Copy everything from the start of the material down to the line containing "[466,451,668,690]", substituting "strap" for "lanyard" and leaving all else unchanged.

***

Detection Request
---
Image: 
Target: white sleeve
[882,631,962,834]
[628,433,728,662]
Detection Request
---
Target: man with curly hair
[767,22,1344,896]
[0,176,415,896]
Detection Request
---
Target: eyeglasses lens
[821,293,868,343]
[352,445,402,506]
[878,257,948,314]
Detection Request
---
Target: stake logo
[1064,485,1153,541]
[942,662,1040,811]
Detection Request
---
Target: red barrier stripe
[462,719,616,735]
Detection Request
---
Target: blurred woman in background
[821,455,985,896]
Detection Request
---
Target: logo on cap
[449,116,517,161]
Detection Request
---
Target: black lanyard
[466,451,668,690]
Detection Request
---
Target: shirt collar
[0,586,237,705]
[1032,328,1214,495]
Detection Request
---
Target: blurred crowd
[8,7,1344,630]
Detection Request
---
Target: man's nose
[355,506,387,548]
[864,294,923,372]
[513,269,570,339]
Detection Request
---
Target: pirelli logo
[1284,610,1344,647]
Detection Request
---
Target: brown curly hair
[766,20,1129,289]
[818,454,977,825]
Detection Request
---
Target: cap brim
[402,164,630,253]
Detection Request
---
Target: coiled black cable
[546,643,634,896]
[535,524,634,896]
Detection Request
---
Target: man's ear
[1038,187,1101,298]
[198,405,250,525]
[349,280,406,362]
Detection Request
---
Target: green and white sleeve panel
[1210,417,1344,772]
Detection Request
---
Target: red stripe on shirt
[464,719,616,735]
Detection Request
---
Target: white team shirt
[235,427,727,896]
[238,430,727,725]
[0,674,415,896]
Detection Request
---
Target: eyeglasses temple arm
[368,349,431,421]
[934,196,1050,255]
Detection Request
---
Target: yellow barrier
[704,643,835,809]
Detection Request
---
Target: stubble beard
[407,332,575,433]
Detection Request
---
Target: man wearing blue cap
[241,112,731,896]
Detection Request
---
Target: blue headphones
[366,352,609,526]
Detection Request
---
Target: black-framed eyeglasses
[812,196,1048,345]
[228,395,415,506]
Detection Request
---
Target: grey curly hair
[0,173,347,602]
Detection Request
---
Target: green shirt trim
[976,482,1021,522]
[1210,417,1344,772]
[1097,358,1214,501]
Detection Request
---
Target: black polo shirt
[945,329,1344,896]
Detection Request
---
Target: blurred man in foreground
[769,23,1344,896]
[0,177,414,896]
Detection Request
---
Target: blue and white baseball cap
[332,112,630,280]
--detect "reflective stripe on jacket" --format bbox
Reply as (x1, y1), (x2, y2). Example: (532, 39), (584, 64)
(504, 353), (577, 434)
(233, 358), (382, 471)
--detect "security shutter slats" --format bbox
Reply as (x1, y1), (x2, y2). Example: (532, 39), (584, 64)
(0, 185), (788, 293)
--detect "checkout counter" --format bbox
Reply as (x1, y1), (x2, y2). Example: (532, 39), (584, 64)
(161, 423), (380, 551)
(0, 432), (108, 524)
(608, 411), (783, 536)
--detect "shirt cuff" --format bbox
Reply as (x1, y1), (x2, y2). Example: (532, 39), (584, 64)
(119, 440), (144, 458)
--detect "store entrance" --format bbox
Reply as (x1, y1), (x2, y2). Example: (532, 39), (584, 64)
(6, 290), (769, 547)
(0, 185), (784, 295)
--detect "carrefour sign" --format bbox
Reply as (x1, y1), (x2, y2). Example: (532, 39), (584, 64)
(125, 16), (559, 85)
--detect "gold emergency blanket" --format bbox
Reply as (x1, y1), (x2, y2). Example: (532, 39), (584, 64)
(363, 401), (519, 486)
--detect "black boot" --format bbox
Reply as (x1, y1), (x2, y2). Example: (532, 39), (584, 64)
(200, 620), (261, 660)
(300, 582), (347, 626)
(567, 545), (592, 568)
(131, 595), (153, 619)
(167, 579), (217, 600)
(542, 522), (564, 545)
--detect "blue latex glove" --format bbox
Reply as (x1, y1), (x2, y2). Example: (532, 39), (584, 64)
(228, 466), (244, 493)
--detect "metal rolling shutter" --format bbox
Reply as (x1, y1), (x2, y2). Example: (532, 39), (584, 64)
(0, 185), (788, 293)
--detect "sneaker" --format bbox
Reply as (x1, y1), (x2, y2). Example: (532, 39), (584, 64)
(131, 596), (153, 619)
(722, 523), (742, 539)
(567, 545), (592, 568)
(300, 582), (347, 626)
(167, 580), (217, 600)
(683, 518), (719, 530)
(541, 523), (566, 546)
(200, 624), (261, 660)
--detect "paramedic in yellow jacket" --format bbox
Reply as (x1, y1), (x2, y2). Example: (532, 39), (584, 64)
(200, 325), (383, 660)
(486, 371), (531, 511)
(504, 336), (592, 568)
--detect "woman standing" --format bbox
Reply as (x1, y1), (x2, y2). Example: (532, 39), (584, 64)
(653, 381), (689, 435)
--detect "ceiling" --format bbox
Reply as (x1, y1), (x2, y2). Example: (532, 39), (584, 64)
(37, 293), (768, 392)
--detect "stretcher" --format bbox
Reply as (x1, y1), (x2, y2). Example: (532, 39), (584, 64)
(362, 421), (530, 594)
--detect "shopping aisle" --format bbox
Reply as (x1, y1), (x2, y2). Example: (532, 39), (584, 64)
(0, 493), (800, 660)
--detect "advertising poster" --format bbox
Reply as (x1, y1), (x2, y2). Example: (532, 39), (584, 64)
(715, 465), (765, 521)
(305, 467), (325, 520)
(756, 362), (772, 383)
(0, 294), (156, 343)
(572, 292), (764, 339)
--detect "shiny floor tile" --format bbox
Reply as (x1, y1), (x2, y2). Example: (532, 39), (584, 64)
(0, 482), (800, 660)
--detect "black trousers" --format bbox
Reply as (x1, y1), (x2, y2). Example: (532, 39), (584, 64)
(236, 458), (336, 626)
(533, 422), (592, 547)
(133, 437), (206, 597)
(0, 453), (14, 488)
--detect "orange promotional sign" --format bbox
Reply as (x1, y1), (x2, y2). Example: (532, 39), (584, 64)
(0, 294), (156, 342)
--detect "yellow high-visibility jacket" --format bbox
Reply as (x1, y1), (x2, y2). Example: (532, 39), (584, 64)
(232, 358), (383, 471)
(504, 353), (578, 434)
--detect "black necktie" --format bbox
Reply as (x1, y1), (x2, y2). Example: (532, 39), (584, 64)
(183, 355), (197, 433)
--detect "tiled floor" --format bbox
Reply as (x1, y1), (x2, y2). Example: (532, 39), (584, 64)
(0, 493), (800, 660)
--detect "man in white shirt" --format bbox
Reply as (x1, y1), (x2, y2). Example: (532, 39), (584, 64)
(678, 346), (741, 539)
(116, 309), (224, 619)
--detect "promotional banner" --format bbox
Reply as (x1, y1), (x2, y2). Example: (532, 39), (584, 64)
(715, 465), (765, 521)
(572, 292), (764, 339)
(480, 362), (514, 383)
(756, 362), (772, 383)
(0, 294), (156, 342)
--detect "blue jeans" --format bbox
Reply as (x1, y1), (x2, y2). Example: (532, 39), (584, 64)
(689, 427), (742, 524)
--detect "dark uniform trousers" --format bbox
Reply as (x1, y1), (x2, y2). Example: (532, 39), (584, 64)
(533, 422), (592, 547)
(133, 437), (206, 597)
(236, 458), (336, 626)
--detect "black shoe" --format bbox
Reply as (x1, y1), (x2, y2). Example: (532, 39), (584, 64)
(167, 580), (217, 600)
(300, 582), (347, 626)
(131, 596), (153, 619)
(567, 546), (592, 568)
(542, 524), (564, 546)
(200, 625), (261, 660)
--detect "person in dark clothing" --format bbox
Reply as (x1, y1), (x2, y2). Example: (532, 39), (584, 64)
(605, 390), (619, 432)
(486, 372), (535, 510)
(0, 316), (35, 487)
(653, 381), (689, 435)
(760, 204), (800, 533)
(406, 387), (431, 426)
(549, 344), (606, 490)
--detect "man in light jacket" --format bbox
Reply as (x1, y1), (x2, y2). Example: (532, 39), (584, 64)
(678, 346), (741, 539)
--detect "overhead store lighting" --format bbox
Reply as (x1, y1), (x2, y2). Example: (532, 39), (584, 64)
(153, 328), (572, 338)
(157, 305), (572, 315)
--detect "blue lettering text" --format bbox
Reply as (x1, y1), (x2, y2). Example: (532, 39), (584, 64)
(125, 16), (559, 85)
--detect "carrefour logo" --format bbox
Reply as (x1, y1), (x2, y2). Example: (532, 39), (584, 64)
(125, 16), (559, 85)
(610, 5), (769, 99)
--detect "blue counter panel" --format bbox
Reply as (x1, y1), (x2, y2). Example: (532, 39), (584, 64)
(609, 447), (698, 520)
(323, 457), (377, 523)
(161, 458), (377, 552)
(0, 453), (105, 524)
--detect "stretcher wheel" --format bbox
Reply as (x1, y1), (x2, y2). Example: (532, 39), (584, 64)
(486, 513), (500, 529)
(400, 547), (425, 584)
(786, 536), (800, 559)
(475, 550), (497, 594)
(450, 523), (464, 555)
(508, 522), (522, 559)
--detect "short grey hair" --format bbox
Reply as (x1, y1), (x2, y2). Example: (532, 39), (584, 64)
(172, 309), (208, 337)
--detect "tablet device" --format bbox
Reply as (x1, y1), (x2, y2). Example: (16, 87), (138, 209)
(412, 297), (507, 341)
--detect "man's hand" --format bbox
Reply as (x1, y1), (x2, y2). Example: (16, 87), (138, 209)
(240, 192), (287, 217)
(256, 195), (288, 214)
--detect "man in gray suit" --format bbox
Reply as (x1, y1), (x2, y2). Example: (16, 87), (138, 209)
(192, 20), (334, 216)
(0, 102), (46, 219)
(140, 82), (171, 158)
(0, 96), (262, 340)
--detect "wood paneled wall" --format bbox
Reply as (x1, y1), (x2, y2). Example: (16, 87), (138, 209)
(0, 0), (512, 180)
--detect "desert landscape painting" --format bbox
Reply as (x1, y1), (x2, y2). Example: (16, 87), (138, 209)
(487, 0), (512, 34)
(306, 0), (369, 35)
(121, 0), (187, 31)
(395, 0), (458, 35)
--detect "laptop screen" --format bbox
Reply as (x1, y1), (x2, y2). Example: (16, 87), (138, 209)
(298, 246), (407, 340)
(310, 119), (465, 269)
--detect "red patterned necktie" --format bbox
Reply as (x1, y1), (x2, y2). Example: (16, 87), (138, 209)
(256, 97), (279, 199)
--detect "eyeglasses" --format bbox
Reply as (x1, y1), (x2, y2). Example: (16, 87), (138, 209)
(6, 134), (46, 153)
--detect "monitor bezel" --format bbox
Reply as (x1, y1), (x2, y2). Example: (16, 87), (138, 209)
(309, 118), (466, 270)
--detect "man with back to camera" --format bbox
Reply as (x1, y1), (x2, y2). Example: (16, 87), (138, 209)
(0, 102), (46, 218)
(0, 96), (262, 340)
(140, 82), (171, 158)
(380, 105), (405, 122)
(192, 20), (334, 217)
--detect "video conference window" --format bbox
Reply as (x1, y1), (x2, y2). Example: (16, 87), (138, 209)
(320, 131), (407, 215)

***

▶ _RESPONSE TO THE TASK_:
Detection Request
---
Image: 
Target: white sleeve
[882,631,962,834]
[628,433,728,662]
Detection Request
---
Target: man with curly hair
[767,22,1344,896]
[0,176,415,896]
Detection Request
---
Target: eyeglasses lens
[821,293,868,343]
[352,445,402,506]
[878,257,948,314]
Detection Request
---
Target: stake logo
[1064,485,1153,541]
[942,662,1040,811]
Detection Request
---
Target: red barrier stripe
[462,719,616,735]
Detection Request
---
Target: blurred woman in background
[821,455,985,896]
Detection Request
---
Target: logo on cap
[449,116,517,161]
Detection Request
---
Target: black strap
[466,451,668,690]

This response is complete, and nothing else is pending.